* begin ARTICLE *

Wednesday, July 14, 2010

JERSEY BOYS OF SUMMERS PAST

Shadows sink from the awning of the outstretched arms of the tremendous oak tree and dance at my feet as I sit in my deck chair, gin and tonic in hand, thinking and remembering. On this July afternoon, it’s those priceless summers of the ‘70’s. For you, it may be the summer of the 60’s, 50’s, 40’s, or 30’s. It doesn’t matter. What matters is that every summer of our youth called us forth to fill its empty days with possibility. In the end, we’re left with a string of bloated golden moments hemorrhaging meaning and memory.
The recognizable scent of Coppertone makes me want to do the Jersey Jig and shake the sand from my swimsuit; air perfumed by sausage and peppers summons crowds on Lower Main Street in Fort Lee feasting at the Feast of Saint Rocco. The other day I was sitting in my mother’s kitchen when the sight of her dust mop leaning against the wall conjured summer days long gone. Her threatening screams, “Did your brother take the handle of my dust mop for a stickball game?” echoed in my head.
Then the other day I was in Modell’s with my son roaming the aisles when I came upon a box with a big sign that read, “Stickball Bats.” I started to laugh thinking, “Really? They’re selling mop handles?” Then I saw the price tag and gulped. $25 for a mop handle?  Yes, $25 for a mop handle. If our moms had any foresight, they would be millionairesses now and could afford to hire someone to mop their floors.
          We never know what event can trigger memory, but for the tanned Jersey boys of summer’s past, now burdened by responsibilities they never anticipated, it’s got to be stickball. Stickball was, perhaps, the greatest of any unorganized sport. You didn’t have to try out for it, you didn’t have to wait for field time, and you didn’t have to buy any special equipment—all you needed was a mom with a mop, tape for the handle, and a pink Spaulding Hi-Bounce rubber ball from Feiler’s or County Discount. Stickball was a pick-up game that could be played pretty much anywhere.

* end ARTICLE *
* begin DATA LISTING *

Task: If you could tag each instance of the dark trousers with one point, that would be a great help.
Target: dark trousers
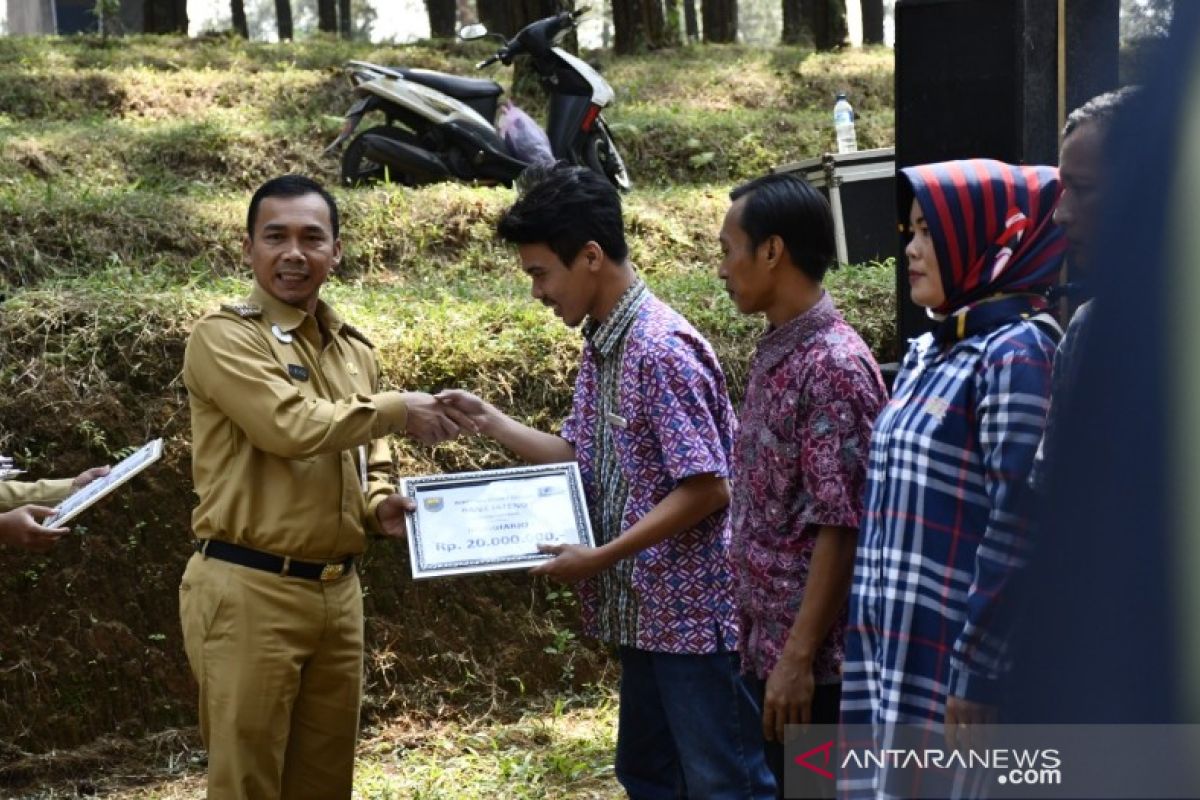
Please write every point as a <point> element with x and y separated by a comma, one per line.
<point>826,702</point>
<point>689,729</point>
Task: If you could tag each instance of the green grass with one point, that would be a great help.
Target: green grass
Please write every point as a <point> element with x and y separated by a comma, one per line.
<point>557,749</point>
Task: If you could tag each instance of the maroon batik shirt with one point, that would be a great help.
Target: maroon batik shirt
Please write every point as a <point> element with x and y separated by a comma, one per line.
<point>799,463</point>
<point>669,416</point>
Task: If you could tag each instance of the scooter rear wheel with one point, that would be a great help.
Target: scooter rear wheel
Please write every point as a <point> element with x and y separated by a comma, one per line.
<point>601,156</point>
<point>360,170</point>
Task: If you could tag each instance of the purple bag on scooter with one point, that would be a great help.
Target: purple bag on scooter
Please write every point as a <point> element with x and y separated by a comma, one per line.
<point>525,138</point>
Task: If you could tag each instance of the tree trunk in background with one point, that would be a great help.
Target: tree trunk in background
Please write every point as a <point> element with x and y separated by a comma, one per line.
<point>239,18</point>
<point>165,17</point>
<point>873,22</point>
<point>689,20</point>
<point>327,16</point>
<point>640,25</point>
<point>283,19</point>
<point>720,19</point>
<point>442,18</point>
<point>793,22</point>
<point>497,16</point>
<point>826,20</point>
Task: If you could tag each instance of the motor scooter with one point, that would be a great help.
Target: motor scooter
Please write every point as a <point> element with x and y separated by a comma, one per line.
<point>441,126</point>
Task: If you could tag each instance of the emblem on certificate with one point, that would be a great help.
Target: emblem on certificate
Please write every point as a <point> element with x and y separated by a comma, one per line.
<point>493,519</point>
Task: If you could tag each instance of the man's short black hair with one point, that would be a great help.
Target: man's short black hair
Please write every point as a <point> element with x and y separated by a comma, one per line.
<point>787,206</point>
<point>565,208</point>
<point>291,186</point>
<point>1101,109</point>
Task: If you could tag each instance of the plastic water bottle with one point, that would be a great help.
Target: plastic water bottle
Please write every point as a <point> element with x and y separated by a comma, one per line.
<point>844,122</point>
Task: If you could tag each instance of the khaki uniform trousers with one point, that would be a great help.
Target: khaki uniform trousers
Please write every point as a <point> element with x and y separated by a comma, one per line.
<point>280,666</point>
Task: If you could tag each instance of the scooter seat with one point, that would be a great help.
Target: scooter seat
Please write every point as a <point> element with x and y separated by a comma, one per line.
<point>454,85</point>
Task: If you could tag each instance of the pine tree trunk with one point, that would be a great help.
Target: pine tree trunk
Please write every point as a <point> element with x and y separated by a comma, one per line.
<point>826,19</point>
<point>629,36</point>
<point>793,22</point>
<point>873,22</point>
<point>283,19</point>
<point>239,18</point>
<point>442,18</point>
<point>497,16</point>
<point>720,19</point>
<point>691,25</point>
<point>165,17</point>
<point>327,16</point>
<point>671,34</point>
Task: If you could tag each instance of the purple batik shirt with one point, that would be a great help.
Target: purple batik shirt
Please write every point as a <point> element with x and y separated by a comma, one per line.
<point>799,464</point>
<point>672,420</point>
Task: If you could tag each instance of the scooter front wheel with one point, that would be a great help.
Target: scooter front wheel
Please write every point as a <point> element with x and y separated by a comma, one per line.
<point>358,169</point>
<point>601,156</point>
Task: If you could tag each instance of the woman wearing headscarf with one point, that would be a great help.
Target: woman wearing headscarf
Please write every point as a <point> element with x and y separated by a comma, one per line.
<point>942,536</point>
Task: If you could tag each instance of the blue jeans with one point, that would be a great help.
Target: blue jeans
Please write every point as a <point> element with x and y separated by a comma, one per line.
<point>688,728</point>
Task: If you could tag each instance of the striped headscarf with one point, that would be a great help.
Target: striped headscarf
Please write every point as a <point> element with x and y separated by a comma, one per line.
<point>991,227</point>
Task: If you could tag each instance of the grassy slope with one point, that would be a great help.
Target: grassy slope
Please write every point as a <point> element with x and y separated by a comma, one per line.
<point>124,173</point>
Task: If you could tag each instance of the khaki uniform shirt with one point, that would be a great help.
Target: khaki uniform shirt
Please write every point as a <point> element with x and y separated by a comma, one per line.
<point>15,494</point>
<point>285,429</point>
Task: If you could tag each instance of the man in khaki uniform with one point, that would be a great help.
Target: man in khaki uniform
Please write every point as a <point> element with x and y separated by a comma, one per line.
<point>291,465</point>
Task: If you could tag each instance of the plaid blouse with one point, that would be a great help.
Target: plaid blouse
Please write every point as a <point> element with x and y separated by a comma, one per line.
<point>939,543</point>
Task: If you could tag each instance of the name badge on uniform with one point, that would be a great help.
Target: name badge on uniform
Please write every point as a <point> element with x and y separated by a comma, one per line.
<point>281,335</point>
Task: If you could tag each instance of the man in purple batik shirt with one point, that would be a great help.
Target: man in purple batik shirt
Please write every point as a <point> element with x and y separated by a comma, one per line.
<point>799,463</point>
<point>652,428</point>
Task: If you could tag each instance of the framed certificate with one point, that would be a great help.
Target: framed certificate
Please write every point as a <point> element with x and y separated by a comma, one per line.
<point>102,487</point>
<point>493,519</point>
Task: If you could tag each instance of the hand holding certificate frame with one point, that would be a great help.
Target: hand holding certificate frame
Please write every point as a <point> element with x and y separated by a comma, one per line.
<point>493,519</point>
<point>101,487</point>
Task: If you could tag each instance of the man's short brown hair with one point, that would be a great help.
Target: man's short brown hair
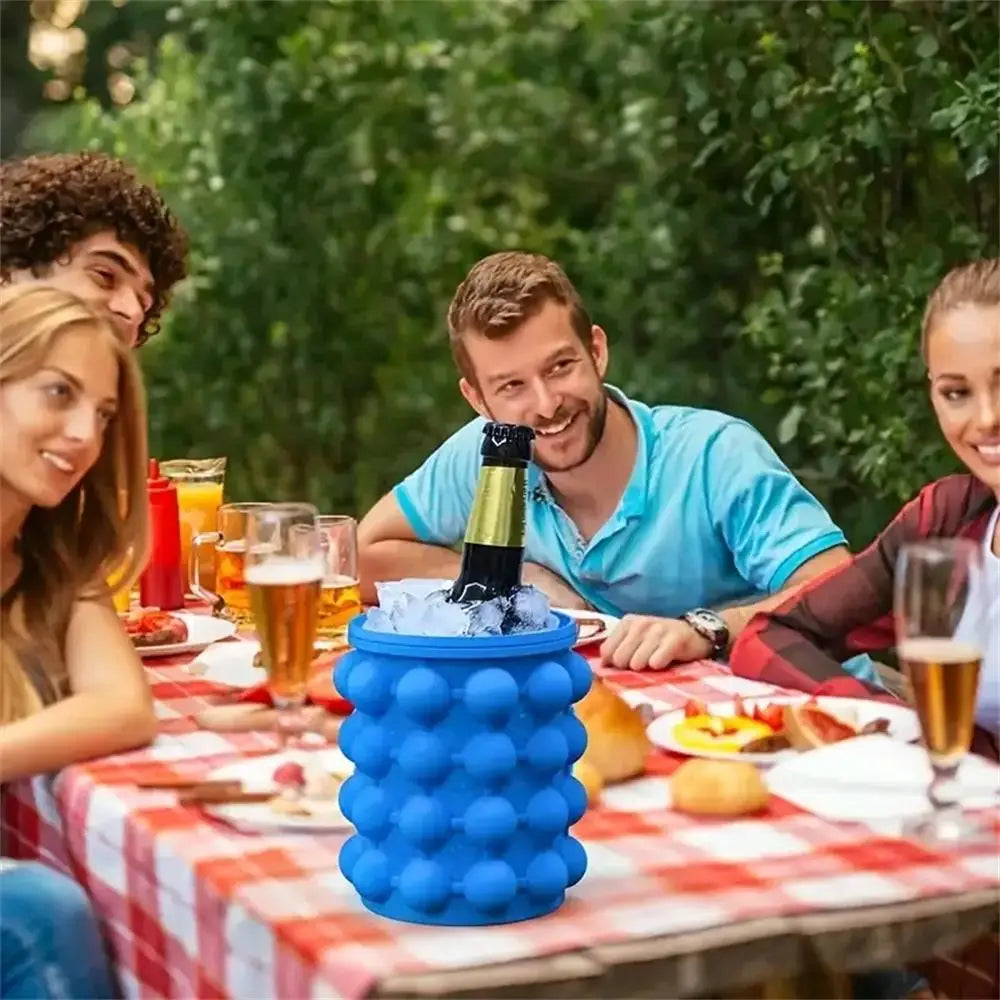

* end DATA LISTING *

**STATED PROBLEM 1**
Answer these questions about the stickball post:
(a) What was the price of the "Stickball Bats" at Modell's?
(b) Which feast draws crowds to Lower Main Street in Fort Lee?
(c) At which two stores could the pink Spaulding Hi-Bounce rubber ball be bought?
**STATED PROBLEM 2**
Reproduce the stickball post word for word, between "Wednesday, July 14, 2010" and "meaning and memory.", inclusive.

**FINAL RESULT 1**
(a) $25
(b) The Feast of Saint Rocco
(c) Feiler's or County Discount

**FINAL RESULT 2**
Wednesday, July 14, 2010

JERSEY BOYS OF SUMMERS PAST

Shadows sink from the awning of the outstretched arms of the tremendous oak tree and dance at my feet as I sit in my deck chair, gin and tonic in hand, thinking and remembering. On this July afternoon, it’s those priceless summers of the ‘70’s. For you, it may be the summer of the 60’s, 50’s, 40’s, or 30’s. It doesn’t matter. What matters is that every summer of our youth called us forth to fill its empty days with possibility. In the end, we’re left with a string of bloated golden moments hemorrhaging meaning and memory.